Experimental manipulations conducted in each session

Flowchart showing the decisions that participants can make through a season of 30 hunts
So that everyone received the same information, participants in each group were told that they were interacting with individuals in other groups when in fact all information they were shown was determined beforehand. Prior to beginning, participants were instructed to wait for the other groups to get ready. After 1–2 minutes, the researcher instructed the participants that the other groups were ready and thus they could begin. To give an air of reality to the deceit, participants were assigned randomly generated wait times after each hunt (see Appendix 1 for details of wait-time rules). A manipulation check was conducted at the end of the experiment so that we could exclude from the results those participants who did not believe in the “other group” scenario. 1 The manipulation was assessed using a simple question after completion of the study: “Did you believe you were interacting with a group of real people?” Seventy-three percent of the subjects indicated a belief in the manipulation; the remaining 27% were excluded from all analyses.
Based on pilot data, we imposed a 16.7% cost, corresponding to the “low cost” condition of Kameda and Nakanishi (2002), each time a participant learned individually (see Table 1). This corresponds to a cost of 167 calories (out of a potential 1000) levied against a participant's hunting success after each hunt during which the participant learned individually. Kameda and Nakanishi argue that imposing this cost better reflects the reality of engaging in risky but potentially rewarding individual learning in a real-world environment.
Participants could change their arrowheads by manipulating any or all of five variables—three continuous (width, length, and thickness) and two discrete (shape and color), the latter containing four states each. All modifications, except those to color, resulted in changes in fitness. After each hunt, participants were given a score ranging from 1 to 1,000. The values specified for each variable were compared to an underlying function specifying optimal values, which were changed, following the rules below, at the beginning of each season and on turn 15 during seasons 1 and 2 (see Appendix 2 for details of fitness functions).
On the first hunt of each season, participants were presented with a choice of five arrowheads that had been used to hunt on a previous day, along with the hunting “success” of each arrowhead (see Table 1). We emphasize that the arrowheads are proxies for the individuals who made them, and when we say that a participant “learned” from an arrowhead, we mean that he or she learned from the individual who had created the arrowhead the participant was copying.
Participants were required to select one of the five arrowheads as their starting point. The characteristics of these arrowhead models were generated through simulation using agent-based models (Mesoudi and O'Brien, 2008b). Fitness (hunting success) was derived from a different adaptive landscape than the one used in each round so that copying any one arrowhead would not result in an unfair advantage. After selecting an arrowhead, a participant was directed to a screen on which he or she could see the picture of the arrowhead design and the values for each variable. On the first hunt, participants were required to use the arrowhead they had chosen previously. During all subsequent hunts, once a participant made a decision to learn individually, to learn socially, or to hunt, he or she could not perform either of the other actions on that hunt.

----

■ **Work required**: Can you continue the passage above on the arrowhead-hunting experiment from its last sentence? The material comes from a separate source.

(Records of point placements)

----

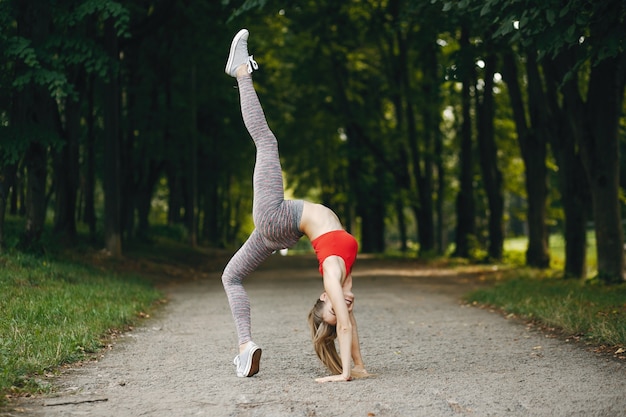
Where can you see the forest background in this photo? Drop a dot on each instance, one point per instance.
(431, 127)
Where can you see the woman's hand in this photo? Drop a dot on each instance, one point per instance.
(359, 372)
(333, 378)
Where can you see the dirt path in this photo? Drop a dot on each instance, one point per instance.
(432, 355)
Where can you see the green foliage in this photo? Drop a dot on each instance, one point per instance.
(598, 313)
(553, 26)
(53, 312)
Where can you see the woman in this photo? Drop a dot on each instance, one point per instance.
(279, 224)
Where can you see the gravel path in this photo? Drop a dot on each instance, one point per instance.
(432, 356)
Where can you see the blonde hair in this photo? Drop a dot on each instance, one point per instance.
(324, 336)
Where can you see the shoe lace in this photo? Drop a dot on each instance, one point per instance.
(251, 64)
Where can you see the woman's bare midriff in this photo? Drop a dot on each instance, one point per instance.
(318, 219)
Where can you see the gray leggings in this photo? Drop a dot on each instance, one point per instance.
(276, 220)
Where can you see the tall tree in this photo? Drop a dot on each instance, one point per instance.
(492, 176)
(112, 152)
(465, 206)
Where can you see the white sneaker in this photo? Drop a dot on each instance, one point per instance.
(249, 361)
(239, 54)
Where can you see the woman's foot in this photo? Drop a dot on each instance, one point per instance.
(248, 362)
(239, 55)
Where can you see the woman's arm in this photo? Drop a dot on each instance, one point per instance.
(333, 272)
(359, 370)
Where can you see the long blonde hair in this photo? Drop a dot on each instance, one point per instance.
(324, 336)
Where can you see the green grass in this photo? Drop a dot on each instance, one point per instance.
(587, 309)
(54, 312)
(597, 313)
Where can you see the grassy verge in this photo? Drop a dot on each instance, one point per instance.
(54, 312)
(592, 313)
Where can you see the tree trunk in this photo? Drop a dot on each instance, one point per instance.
(465, 208)
(533, 149)
(492, 176)
(575, 193)
(600, 153)
(89, 182)
(192, 203)
(67, 171)
(112, 157)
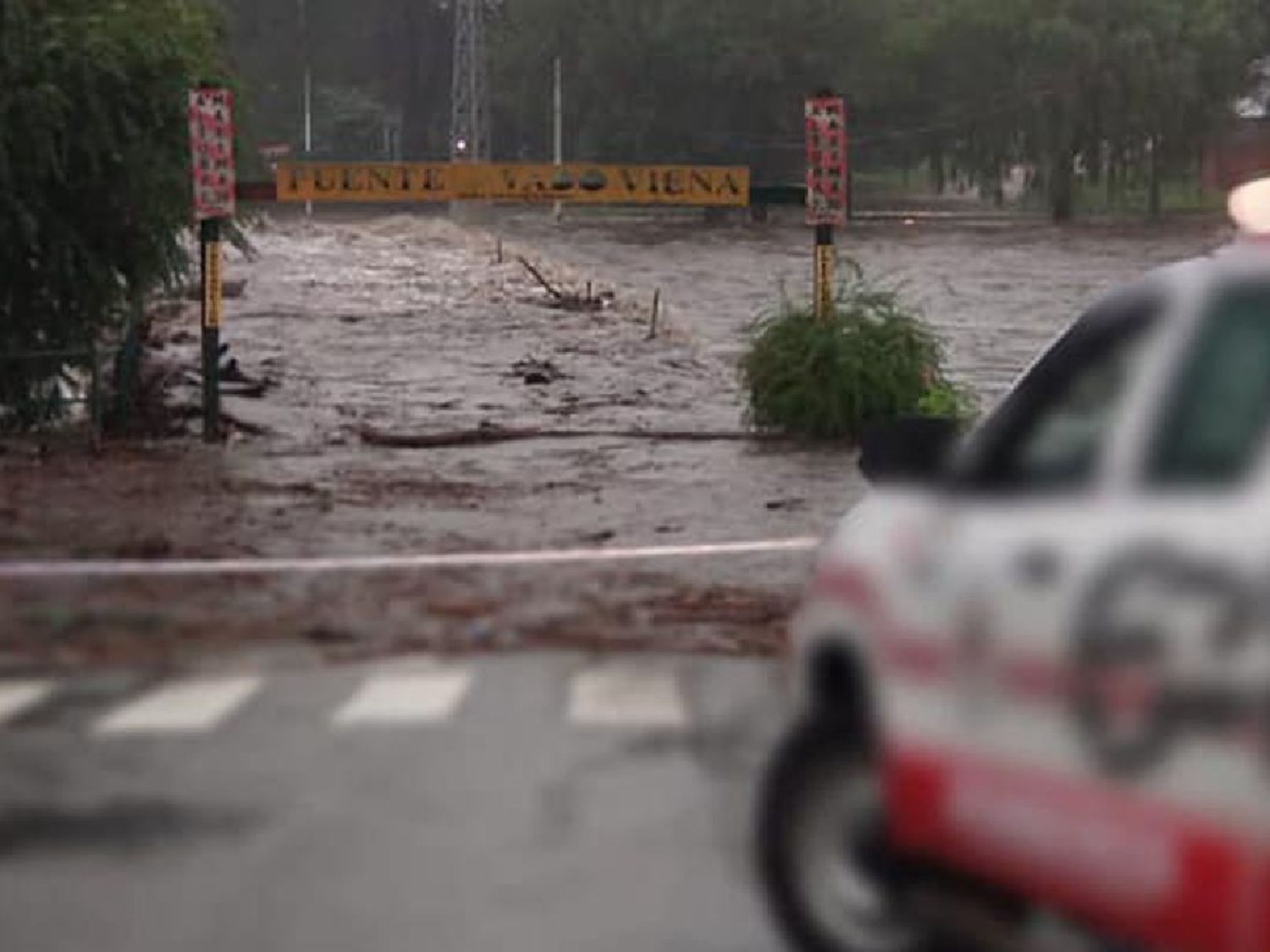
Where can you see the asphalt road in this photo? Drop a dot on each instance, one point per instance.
(540, 804)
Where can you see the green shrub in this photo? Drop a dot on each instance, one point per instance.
(94, 172)
(826, 380)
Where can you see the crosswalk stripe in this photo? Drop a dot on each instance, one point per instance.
(17, 697)
(421, 697)
(627, 696)
(188, 707)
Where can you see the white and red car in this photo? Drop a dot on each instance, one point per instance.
(1034, 663)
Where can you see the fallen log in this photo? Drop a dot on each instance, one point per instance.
(489, 436)
(538, 276)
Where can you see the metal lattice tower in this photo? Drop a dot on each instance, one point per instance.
(469, 124)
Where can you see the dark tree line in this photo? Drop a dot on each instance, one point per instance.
(1125, 93)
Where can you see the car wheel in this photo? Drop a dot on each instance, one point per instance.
(831, 878)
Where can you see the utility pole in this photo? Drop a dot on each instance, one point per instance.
(307, 91)
(558, 127)
(469, 126)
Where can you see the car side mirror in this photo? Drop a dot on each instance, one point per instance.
(914, 449)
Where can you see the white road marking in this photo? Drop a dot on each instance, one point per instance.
(627, 696)
(375, 564)
(422, 697)
(182, 708)
(19, 696)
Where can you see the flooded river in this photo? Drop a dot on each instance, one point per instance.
(411, 324)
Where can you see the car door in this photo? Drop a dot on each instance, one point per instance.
(1033, 513)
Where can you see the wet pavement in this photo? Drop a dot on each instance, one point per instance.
(538, 810)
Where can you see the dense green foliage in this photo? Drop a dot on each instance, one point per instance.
(94, 157)
(869, 360)
(1115, 94)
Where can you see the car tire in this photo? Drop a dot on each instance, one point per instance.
(822, 901)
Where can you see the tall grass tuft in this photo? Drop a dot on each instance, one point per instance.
(827, 380)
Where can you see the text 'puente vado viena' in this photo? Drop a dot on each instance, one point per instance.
(459, 182)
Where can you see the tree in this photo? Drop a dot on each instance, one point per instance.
(94, 168)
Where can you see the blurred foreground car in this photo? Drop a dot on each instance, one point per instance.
(1034, 664)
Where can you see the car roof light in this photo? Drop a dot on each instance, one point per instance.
(1249, 207)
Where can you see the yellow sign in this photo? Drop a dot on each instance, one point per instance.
(213, 289)
(365, 182)
(823, 281)
(576, 183)
(606, 184)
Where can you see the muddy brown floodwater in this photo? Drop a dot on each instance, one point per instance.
(408, 322)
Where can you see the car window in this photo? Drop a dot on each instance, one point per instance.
(1216, 419)
(1049, 434)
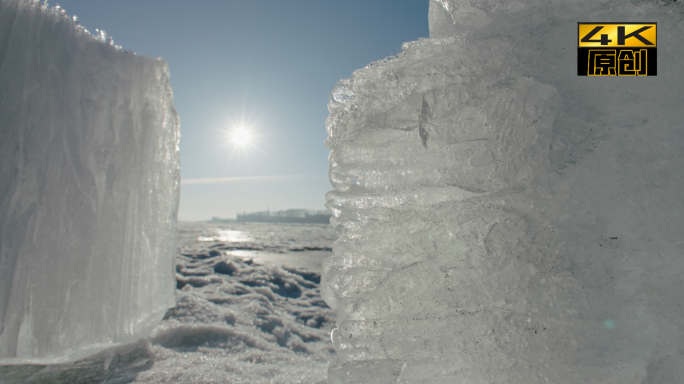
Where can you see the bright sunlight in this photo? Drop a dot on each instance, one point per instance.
(241, 137)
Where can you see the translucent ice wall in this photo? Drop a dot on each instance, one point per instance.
(502, 220)
(89, 187)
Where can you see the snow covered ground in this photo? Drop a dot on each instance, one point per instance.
(248, 310)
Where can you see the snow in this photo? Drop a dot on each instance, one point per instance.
(237, 319)
(89, 188)
(500, 219)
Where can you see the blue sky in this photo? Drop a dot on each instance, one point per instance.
(269, 64)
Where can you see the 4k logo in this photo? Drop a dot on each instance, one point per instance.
(616, 49)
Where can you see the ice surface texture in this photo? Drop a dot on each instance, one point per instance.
(502, 220)
(89, 187)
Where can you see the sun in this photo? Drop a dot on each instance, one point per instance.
(241, 136)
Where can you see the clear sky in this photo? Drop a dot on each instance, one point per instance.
(265, 64)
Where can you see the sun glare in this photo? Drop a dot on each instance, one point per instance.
(241, 137)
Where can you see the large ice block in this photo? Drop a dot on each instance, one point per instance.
(89, 188)
(502, 220)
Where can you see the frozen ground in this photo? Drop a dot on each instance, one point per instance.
(248, 310)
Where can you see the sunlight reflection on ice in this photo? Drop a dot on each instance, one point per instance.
(228, 235)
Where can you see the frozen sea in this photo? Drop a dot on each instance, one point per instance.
(248, 310)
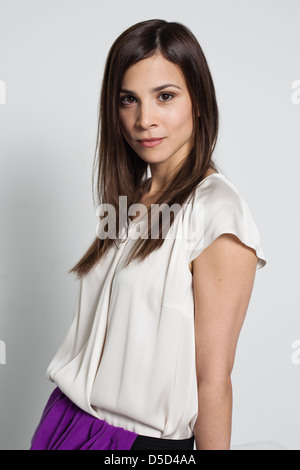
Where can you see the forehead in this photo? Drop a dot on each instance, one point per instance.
(152, 72)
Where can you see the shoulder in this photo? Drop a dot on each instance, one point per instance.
(215, 208)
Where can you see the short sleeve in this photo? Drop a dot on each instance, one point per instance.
(217, 208)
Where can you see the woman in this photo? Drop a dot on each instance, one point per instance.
(146, 363)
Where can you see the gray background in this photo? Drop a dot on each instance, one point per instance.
(52, 56)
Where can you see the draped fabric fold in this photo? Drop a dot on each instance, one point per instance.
(64, 426)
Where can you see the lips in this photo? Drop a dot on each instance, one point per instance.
(153, 139)
(153, 142)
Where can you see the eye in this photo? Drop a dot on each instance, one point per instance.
(169, 96)
(127, 97)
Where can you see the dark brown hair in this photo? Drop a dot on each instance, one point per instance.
(120, 171)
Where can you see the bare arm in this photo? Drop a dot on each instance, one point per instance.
(223, 278)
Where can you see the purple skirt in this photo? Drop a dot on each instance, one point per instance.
(65, 426)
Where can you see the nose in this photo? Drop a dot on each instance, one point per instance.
(146, 116)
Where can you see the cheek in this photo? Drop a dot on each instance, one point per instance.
(182, 120)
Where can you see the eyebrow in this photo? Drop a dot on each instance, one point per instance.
(153, 90)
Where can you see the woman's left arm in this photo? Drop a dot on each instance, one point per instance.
(223, 278)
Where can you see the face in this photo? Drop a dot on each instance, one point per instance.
(155, 103)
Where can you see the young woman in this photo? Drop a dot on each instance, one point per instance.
(146, 363)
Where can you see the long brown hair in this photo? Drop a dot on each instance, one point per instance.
(120, 171)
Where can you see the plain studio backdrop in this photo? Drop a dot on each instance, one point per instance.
(52, 56)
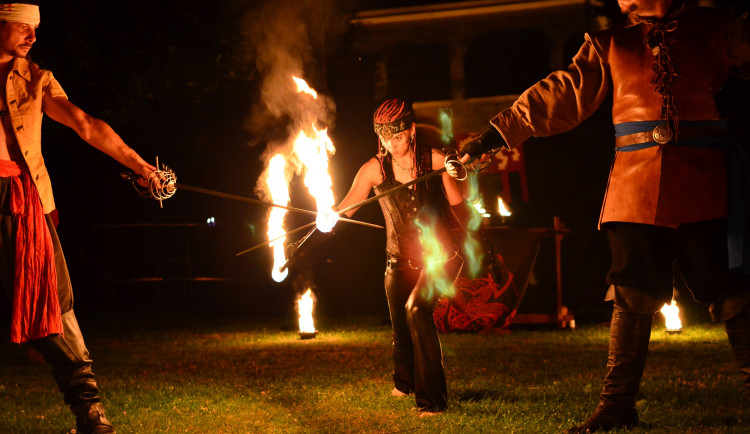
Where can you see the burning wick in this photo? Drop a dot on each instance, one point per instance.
(305, 306)
(501, 209)
(672, 319)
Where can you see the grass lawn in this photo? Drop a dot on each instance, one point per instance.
(215, 376)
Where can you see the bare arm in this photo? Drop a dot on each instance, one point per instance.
(367, 177)
(96, 133)
(452, 189)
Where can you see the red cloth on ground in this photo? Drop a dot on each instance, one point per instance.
(478, 304)
(36, 308)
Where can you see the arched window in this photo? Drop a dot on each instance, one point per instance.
(506, 62)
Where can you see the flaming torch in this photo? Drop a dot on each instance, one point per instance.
(501, 208)
(305, 307)
(672, 318)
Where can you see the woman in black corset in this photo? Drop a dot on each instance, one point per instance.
(412, 285)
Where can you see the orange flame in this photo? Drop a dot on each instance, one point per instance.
(501, 208)
(312, 151)
(307, 152)
(303, 87)
(671, 316)
(305, 307)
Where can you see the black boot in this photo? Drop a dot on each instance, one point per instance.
(628, 348)
(738, 332)
(71, 367)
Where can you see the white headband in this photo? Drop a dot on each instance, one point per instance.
(20, 13)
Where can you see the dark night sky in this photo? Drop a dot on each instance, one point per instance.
(183, 80)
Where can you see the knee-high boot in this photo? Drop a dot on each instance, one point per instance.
(71, 367)
(628, 348)
(738, 332)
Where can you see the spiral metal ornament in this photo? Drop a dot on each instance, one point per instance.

----

■ **Task answer**:
Participants who chose to learn individually were directed to a screen that contained a picture of the selected arrowhead and the values for each variable. Participants could change each of the three continuous variables between 1 and 100 and could change the two discrete variables to any of four states. They also could change as many of the values as desired or none (but still incurring the penalty for individual learning). After accepting the changes, participants were returned to the hunt screen and notified of the penalty. After hunting, participants were shown their scores for the last hunt and told to wait for the other members of their group to finish, after which the process could be repeated.
Participants who chose to learn socially were taken to a screen that showed the five arrowheads. After clicking on an arrowhead (this step did not involve actually copying the arrowhead's values), they received information regarding prestige (attentional information). In seasons 1 and 2, this information consisted of the names of the other four individuals and the amount of time that each potential learner spent examining the arrowhead he or she had highlighted. For example, a participant looking at arrowhead 1 might see that both individuals 3 and 5 spent no time looking at arrowhead 1, whereas individual 2 spent 7 seconds and individual 4 spent 11 seconds. In season 3, this information was expanded to contain the hunting success, averaged over the last three turns, of the individual looking at the arrowhead of interest (see Table 1). After examining the information, participants needed to click a button to view the characteristics of the arrowhead of interest. After clicking, participants could not choose to learn from any other arrowhead. A participant could then choose to copy any, all, or none of the given characteristics. After choosing which characteristics to copy, participants were returned to the hunt screen, after which the process could be repeated.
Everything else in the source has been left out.